WHAT TO WORK ON>
Everything in the data below is left aside except the lines from the one containing "Target: man's white beard" through the one containing "Target: wooden sideboard"; repeat those exactly.

INPUT FOR THIS TASK>
--------------------------------------------------

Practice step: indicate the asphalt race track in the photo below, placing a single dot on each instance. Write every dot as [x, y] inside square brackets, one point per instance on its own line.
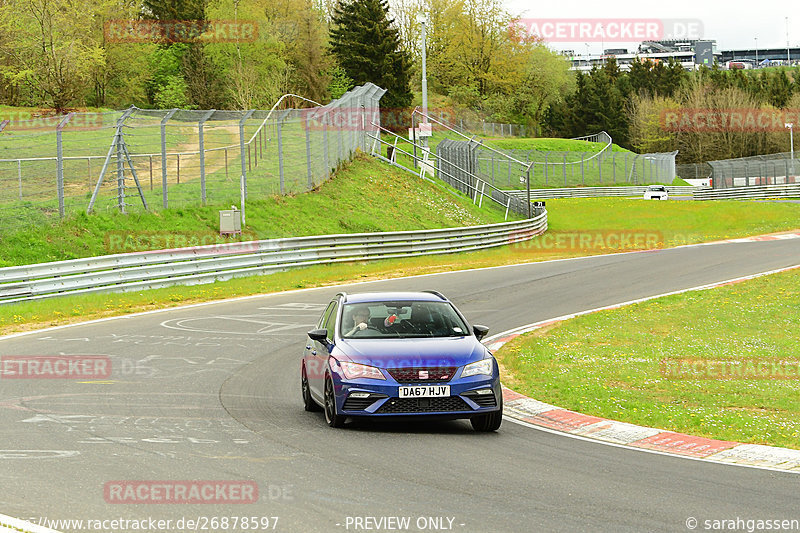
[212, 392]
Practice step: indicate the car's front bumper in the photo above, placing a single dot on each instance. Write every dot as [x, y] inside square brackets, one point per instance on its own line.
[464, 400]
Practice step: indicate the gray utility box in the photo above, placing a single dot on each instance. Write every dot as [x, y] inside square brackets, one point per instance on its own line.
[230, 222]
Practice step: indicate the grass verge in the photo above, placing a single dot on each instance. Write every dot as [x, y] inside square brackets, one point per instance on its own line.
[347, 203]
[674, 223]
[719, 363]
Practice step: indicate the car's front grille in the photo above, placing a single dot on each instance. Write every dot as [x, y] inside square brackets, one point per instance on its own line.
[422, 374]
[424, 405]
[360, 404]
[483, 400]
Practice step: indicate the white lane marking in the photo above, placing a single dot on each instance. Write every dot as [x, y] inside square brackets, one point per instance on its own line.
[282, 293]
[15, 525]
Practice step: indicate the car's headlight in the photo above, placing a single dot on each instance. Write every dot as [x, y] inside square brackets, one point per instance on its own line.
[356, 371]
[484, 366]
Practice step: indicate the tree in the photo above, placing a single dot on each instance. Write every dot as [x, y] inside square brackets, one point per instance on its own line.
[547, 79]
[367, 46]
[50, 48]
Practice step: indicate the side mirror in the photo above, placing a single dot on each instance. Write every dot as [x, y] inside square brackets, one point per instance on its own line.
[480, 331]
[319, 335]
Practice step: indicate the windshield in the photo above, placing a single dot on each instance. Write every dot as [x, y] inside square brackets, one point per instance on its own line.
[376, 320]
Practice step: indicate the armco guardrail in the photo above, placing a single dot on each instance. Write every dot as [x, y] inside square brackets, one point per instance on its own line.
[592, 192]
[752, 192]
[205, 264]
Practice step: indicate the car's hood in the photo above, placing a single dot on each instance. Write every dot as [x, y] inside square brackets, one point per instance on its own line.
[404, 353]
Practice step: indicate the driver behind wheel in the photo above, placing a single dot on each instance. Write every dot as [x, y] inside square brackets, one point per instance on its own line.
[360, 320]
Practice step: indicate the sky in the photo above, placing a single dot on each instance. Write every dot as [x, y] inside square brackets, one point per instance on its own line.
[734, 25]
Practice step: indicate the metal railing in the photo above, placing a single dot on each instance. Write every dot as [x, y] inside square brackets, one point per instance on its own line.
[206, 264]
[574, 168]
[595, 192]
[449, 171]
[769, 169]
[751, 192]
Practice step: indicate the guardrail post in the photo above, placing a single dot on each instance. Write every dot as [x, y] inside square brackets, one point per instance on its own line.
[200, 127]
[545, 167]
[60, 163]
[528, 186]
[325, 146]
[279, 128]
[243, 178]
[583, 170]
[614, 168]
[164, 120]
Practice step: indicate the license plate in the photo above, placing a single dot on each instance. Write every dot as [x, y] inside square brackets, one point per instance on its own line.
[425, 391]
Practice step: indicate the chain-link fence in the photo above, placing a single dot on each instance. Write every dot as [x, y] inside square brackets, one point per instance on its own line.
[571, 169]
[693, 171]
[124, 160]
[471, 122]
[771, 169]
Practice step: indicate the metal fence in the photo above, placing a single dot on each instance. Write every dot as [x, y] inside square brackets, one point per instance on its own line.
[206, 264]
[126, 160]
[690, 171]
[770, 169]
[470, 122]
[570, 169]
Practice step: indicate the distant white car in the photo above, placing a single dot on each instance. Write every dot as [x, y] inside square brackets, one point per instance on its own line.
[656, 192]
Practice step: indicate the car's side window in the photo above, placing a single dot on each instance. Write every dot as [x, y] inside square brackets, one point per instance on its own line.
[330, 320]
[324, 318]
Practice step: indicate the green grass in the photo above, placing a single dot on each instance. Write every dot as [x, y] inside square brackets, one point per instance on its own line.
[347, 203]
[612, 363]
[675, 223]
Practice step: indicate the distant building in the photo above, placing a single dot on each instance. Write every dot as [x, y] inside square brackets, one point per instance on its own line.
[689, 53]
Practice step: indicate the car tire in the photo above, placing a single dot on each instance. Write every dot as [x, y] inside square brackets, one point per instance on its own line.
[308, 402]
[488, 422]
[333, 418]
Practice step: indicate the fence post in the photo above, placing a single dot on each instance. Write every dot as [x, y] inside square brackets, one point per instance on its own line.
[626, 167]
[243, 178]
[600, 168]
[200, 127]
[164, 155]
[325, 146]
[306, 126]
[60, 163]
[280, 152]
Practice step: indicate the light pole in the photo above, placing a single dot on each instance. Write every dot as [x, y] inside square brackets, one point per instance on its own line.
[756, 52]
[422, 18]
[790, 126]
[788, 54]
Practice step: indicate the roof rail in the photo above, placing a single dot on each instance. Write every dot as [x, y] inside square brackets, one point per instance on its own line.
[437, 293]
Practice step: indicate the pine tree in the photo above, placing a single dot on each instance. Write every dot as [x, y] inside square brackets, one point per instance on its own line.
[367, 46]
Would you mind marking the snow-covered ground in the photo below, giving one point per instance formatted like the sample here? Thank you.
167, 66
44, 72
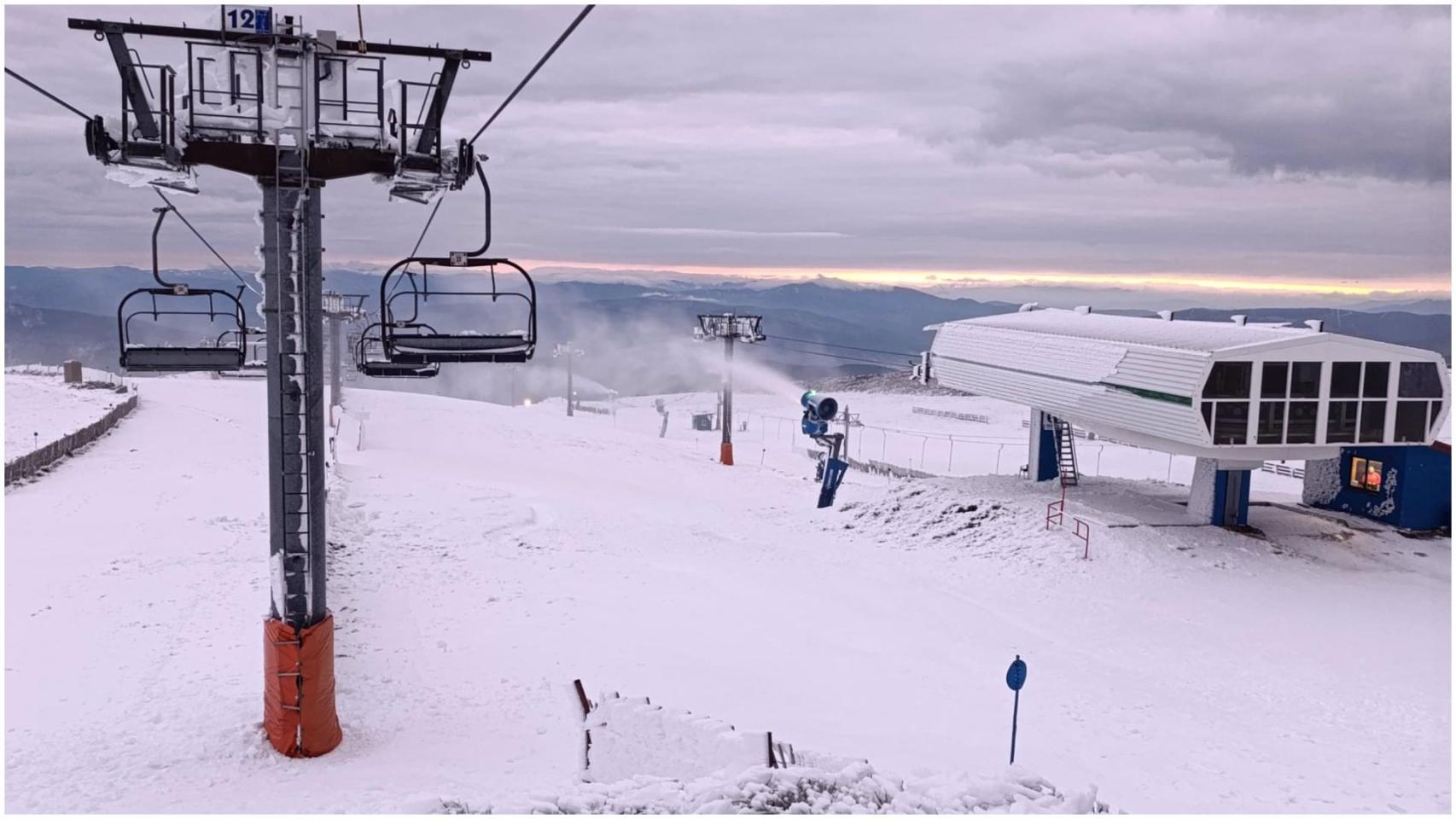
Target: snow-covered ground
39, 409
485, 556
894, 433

--------------------------------------------------

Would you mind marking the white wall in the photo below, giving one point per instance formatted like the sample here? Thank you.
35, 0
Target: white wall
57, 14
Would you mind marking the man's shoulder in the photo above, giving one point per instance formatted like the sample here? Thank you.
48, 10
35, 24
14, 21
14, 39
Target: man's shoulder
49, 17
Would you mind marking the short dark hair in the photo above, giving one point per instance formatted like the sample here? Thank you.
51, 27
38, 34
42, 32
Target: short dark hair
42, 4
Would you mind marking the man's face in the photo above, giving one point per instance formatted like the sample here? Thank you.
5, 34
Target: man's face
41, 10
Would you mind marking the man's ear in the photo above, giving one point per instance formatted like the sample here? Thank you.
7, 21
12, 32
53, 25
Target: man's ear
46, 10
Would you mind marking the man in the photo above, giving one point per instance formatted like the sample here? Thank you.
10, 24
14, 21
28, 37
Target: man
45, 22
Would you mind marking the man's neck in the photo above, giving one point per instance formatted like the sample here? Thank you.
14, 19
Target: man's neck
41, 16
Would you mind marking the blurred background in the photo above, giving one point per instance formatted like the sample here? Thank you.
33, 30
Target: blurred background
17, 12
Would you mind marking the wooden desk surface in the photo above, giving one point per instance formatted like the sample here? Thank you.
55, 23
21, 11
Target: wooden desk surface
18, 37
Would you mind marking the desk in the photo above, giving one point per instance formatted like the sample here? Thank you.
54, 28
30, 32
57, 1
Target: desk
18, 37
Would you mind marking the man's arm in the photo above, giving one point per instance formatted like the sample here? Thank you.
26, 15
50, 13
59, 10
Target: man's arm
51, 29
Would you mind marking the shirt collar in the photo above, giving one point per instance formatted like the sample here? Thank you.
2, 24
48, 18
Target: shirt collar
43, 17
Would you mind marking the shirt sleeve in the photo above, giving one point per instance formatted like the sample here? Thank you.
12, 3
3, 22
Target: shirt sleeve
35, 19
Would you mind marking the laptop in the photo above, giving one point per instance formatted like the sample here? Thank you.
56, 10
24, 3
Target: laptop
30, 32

--------------------------------------------------

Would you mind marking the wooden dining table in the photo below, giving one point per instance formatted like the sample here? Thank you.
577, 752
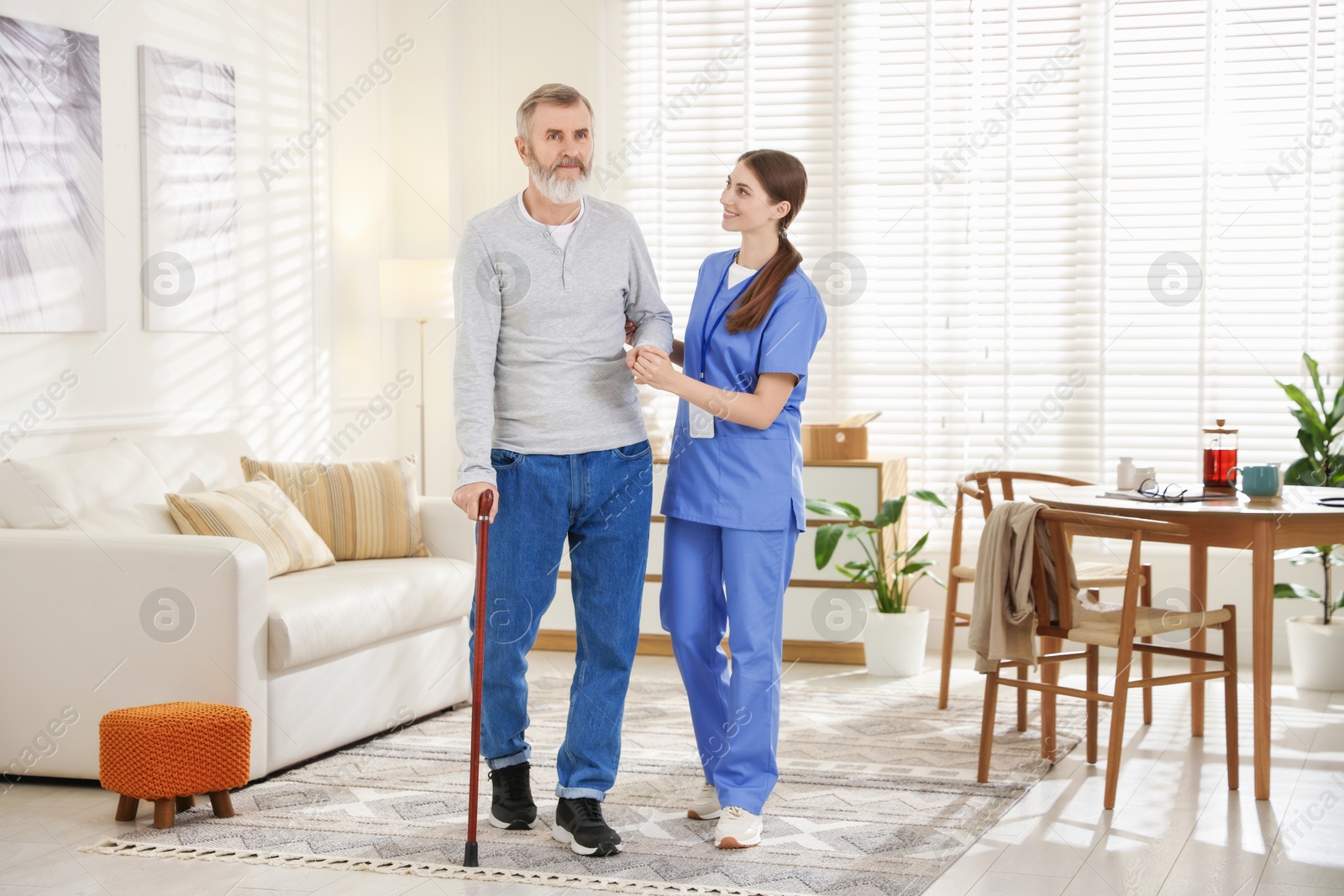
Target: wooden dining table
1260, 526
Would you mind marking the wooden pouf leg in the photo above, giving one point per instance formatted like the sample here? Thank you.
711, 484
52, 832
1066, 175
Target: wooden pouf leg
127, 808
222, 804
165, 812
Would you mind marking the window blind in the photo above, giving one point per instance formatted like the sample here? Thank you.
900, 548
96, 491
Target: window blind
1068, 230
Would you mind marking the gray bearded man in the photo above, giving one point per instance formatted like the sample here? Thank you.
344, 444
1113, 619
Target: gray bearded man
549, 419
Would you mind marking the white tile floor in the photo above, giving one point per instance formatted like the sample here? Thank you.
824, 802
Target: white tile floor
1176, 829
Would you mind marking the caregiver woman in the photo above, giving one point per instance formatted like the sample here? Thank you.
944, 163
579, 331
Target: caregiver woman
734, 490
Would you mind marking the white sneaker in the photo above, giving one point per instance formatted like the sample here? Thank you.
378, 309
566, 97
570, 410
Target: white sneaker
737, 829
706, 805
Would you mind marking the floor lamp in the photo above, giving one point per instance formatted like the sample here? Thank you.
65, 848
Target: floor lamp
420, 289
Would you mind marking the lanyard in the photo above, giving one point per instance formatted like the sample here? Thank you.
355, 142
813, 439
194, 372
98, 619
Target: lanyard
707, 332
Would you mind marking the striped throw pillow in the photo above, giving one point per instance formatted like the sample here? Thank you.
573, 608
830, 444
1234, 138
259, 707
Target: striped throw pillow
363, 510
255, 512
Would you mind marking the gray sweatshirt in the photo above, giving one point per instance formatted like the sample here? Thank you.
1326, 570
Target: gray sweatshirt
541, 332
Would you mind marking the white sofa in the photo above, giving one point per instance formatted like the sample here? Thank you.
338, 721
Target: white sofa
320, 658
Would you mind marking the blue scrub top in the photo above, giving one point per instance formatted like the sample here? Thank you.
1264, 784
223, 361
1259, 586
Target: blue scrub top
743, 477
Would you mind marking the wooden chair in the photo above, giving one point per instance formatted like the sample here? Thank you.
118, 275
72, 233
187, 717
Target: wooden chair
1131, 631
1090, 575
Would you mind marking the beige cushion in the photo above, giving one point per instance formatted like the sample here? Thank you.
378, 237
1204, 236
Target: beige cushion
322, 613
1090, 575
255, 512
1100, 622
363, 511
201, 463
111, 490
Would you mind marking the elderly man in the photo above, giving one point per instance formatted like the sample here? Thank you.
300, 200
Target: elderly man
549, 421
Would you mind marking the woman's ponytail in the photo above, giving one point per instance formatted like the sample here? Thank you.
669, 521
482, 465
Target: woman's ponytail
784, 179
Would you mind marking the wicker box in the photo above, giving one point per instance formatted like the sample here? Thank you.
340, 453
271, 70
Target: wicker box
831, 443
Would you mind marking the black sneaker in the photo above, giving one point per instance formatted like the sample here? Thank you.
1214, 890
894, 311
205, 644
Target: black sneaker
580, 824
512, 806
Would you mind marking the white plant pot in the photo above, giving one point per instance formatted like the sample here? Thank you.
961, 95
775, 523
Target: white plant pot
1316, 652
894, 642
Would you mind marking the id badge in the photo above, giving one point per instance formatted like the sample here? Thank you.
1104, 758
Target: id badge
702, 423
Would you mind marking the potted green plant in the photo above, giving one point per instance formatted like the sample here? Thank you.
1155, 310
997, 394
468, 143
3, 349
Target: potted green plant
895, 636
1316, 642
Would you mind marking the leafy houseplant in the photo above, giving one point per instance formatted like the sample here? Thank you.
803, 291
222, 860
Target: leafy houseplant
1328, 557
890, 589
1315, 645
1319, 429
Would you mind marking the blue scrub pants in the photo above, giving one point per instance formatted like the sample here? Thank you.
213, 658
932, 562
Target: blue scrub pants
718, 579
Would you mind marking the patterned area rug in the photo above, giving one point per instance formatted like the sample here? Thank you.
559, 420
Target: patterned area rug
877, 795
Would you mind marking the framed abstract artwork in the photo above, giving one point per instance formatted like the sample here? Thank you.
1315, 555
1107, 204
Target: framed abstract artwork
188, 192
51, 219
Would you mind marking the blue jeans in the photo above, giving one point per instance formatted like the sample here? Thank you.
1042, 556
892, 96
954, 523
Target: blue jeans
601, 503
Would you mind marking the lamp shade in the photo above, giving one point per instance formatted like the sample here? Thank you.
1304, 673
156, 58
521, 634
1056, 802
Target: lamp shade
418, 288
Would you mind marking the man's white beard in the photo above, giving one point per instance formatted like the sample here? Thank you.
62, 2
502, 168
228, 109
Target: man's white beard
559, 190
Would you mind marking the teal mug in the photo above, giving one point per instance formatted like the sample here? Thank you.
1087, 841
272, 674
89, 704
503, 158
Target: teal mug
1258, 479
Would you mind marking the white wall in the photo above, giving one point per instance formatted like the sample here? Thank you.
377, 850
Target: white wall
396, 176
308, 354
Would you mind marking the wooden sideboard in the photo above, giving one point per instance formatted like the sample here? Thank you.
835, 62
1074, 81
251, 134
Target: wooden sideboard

--------------------------------------------------

COMPLETED EXERCISE>
Target: man's white beard
559, 190
Would you mind marking the teal mug in the photo above, giving one point per instance formatted like the sample here? Thank you.
1087, 841
272, 674
89, 704
503, 158
Target: teal mug
1258, 479
Would you mind marking the white wall in the photo above, giving one point per instance formatted like the sample here? Thank you.
377, 850
Target: white wall
396, 176
308, 354
Would you mind marking the wooden sideboard in the photo above, giving one point per instance formatted like the sample here? Thank you.
835, 62
1074, 81
251, 134
Target: wooden sideboard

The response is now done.